He was on about a lot of things but most prominently how we were moving from what he called a “text based” society to and “image based” one, and how (1) conventional film and (2) conventional print media were on their deathbeds. If print media die, presumably the Walkleys will as well, or at least the current judges will. So you can be comforted that Crikey and its ilk are on the right side of this tsunami; be patient, your time will come.

Although Crikey is in text, its diversity, brevity and (praise be) colour make it more image-like that all the tabloids. But it makes me think: why don’t you experiment with more images — not so much the static kind, but your own you-tube-like clips of writers presenting their copy, as one of many examples??

The meeja:

Kirsten Norvilas writes: We don’t tend to think of ourselves as living in any other time but this one. However thanks to a commercially minded frigid media we are being focussed on a one point perspective commentary of our daily lives, tied together with corny platitudes. Even the emotions pitched at us are corrupt. These sinew bonds which the media uses to relate us to one another, the social glue of denial, guilt, self-deprecation, jealousy and greed, is holding us in limbo of the facts of what is happening day to day.

Data extracted from a collection
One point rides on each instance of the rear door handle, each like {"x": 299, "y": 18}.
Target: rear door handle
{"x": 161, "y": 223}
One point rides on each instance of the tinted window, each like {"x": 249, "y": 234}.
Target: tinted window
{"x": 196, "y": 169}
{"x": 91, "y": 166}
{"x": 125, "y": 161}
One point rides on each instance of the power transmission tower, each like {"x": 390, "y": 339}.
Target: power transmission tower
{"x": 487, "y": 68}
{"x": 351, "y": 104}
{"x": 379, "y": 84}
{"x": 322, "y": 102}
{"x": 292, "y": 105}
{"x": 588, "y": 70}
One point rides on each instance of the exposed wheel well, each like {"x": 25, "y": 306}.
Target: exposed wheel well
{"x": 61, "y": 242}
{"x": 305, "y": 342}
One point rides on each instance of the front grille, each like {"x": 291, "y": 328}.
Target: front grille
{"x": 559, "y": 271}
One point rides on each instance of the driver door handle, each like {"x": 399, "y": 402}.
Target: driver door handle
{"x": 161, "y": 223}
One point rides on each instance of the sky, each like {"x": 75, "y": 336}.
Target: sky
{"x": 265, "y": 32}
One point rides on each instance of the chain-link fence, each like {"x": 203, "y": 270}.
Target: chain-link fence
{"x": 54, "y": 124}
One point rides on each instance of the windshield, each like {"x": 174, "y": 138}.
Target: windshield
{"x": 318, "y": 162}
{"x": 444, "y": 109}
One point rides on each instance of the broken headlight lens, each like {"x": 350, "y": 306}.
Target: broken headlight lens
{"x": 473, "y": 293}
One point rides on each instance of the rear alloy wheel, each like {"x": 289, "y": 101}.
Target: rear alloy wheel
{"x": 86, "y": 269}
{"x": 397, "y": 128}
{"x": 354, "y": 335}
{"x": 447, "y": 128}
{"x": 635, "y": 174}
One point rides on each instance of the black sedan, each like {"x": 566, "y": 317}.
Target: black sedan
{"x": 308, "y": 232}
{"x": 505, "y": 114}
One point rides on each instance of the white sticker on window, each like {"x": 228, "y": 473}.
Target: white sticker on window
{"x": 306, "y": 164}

◆ Prompt 1: Summarize the text about the media in two sentences.
◆ Prompt 2: Decide whether each statement agrees with the text about the media: (a) The speaker claimed that conventional film was dying. (b) The writer mainly wants Crikey to add more static images. (c) Kirsten Norvilas calls the media commercially minded.
◆ Prompt 3: Write what comes next in the text about the media, picking up after its final sentence.

◆ Your response 1: One writer reports a speaker's claim that society is moving from a "text based" to an "image based" one and that conventional film and print media are dying. The writer suggests Crikey, whose diversity, brevity and colour make it image-like, try its own clips of writers presenting their copy, while Kirsten Norvilas argues that a commercially minded media narrows our view of daily life and holds us in limbo through corrupt emotions such as denial, guilt and greed.

◆ Your response 2:
(a) Yes: "(1) conventional film and (2) conventional print media were on their deathbeds."
(b) No: "not so much the static kind, but your own you-tube-like clips of writers presenting their copy"
(c) Yes: "a commercially minded frigid media"

◆ Your response 3:
From the moment we are born we are taught to juggle many fictions, which are managed by others friends and family, neighbours, bosses … which are gradually distilled and simplified for the 5 o’clock news of which bullsh-t and sport are top stories with a painful example of a stagnating society in the way of a “feel good” story. Australia has not yet reconciled its beginnings, let alone its independence post WWII; Australia is a small economy trying to matter to the world (just because we are a white settler colony).

The myopic, racist, gender biased, sensationalist, politic focussed media provides fodder for moral and Conservative debates yet when it comes to reporting the reality of events, latent and arising externalities, the network of relationships within society (from the street/bush to the city and up to the top floor) it’s as insightful as a dog chasing its tail.

Oh sh-t moment:

Jackie French writes: Re. “My ‘Oh Sh-t Moment’: Crikey readers tell” (yesterday, item 8). My oh sh-t moment? Silent Spring, by Rachel Carson, sometime in the sixties when I was still at school … a book about pollution, not global warming, but obvious that humanity just isn’t bright enough to manage a planet.

Now? Forget about minimising your carbon footprint. We need to strive for a negative carbon footprint. Yes, it’s possible and we do it here, but it would take more than 200 words to describe the various methods available.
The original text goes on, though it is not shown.